[start]

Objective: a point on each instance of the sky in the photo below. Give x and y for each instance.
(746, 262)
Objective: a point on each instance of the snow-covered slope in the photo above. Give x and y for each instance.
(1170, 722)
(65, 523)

[end]

**Instruction**
Rewrite the material with "snow-covered slope" replaced by "snowy hillside" and everything else left unchanged.

**Answer to the exercise**
Objective: a point on each instance of the sky in the photo below. Give x and y for each instance.
(746, 262)
Objective: a point on each instance of the snowy hillside in the photo above. Give x and y for each instance.
(1170, 722)
(65, 523)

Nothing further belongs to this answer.